I think this problem is probably caused by an overflow in the AI's evaluation of the trade. i.e., the AI thinks ending the war is so valuable that the value number loops past its maximum and becomes negative.Hi Karadoc,
a few days ago (with 1.42b) I had a strange bug near the end of a looooong game on GEM with the 48-civ patched version of your mod.
Suddenly after I got master of the second biggest force in the world (they had 52 cities, I had 142) their former vassals broke free.
When I wanted to vassalize them too, I clicked on the button to let them offer their vassal conditions. Then the GUI updated the list with one of my cities, a huge GpT and a research tech, which was immadiately followed by a message box, that only one civ may offer things for a peace treaty. When I close this box, the negotiation dialog closed too.
When I just click on vassal state offer without asking what they want for that, they simplay ignore the offer. Other civs which were not a former vassal of the 52 city civ would vassalize without any problems.
So...
- Clearly the civs wanted to vassalize to me ( <5 cities compared to 142 cities, and a long war)

→ **Exercise instructions**
Based on the bug report above, explain what probably causes the problem and how.

(Stored items)
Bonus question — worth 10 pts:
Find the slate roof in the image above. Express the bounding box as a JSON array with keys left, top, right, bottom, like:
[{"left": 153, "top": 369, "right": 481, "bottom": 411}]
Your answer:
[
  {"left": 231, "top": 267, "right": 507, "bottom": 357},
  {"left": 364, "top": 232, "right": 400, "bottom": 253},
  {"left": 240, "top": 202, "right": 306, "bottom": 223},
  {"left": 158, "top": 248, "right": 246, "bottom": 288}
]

→ **Response**
The problem is probably caused by an overflow in the AI's evaluation of the trade. The AI values ending the war so highly that the number loops past its maximum and becomes negative.